TASK LIST ->
(1) Please list every person whose feeding tube or life support is discussed in the Schiavo post below.
(2) According to the Schiavo post below, how long did Texas law give Sun Hudson's mother to find another institution willing to take him?

PAGE EXTRACT ->
----
Schaivo

In case anyone missed this, I’ll excerpt Matt Y. excerpting and expanding upon a post by Mark K.:

Mark Kleiman has a must-read post on the appalling hypocrisy revealed by the conservative movement’s reaction to l’affaire Schiavo:

Sun Hudson, a six-month-old boy with a fatal congenital disease, died Thursday after a Texas hospital, over his mother’s objections, withdrew his feeding tube. The child was apparently certain to die, but was conscious. The hospital simply decided that it had better things to do than keeping the child alive, and the Texas courts upheld that decision after the penniless mother failed, during the 10-day window provided for by Texas law, to find another institution willing to take the child .

Where, I would ask, is the outrage? In particular, where is the outrage from those like Tom DeLay, who referred to the withdrawal of Terry Schiavo’s life support as “murder”? If it’s appropriate to Federalize the Schiavo case, what about the people being terminated simply because their cases are hopeless and their bank accounts empty?

Sun Hudson is dead, but 68-year-old Spiro Nikolouzos is still alive, thanks to an emergency appeals court order issued yesterday. However, his life support could be cut off at any moment. A nursing home is willing to take him if his family can show that he will be covered by Medicaid after his Medicare runs out. Otherwise, the hospital gets to pull the plug.
----
RECORD EXCERPTS ->
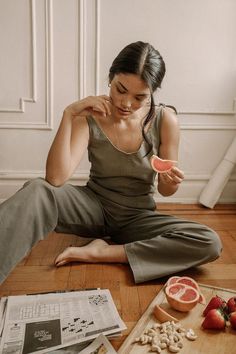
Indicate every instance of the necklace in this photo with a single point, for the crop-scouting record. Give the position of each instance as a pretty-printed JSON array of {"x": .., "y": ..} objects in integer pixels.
[{"x": 127, "y": 137}]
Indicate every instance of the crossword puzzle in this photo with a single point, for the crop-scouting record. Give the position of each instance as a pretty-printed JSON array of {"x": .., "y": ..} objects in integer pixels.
[
  {"x": 76, "y": 326},
  {"x": 39, "y": 311},
  {"x": 98, "y": 300}
]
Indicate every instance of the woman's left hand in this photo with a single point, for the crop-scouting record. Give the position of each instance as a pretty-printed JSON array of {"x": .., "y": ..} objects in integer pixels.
[{"x": 173, "y": 177}]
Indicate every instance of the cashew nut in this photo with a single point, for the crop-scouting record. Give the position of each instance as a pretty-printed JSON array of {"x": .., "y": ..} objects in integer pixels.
[
  {"x": 174, "y": 349},
  {"x": 190, "y": 334}
]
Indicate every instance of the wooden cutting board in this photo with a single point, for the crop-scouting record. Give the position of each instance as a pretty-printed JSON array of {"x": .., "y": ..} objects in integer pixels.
[{"x": 208, "y": 341}]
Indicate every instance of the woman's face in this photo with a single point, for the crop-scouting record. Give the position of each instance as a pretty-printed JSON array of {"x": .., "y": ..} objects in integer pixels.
[{"x": 128, "y": 93}]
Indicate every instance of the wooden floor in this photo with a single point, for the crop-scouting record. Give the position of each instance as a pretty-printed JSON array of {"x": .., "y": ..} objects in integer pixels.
[{"x": 36, "y": 272}]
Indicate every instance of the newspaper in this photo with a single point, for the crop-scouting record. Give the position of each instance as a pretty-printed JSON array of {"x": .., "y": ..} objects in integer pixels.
[
  {"x": 43, "y": 323},
  {"x": 100, "y": 345}
]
----
EXERCISE SOLUTIONS ->
(1) Sun Hudson, Terry Schiavo, Spiro Nikolouzos

(2) A 10-day window.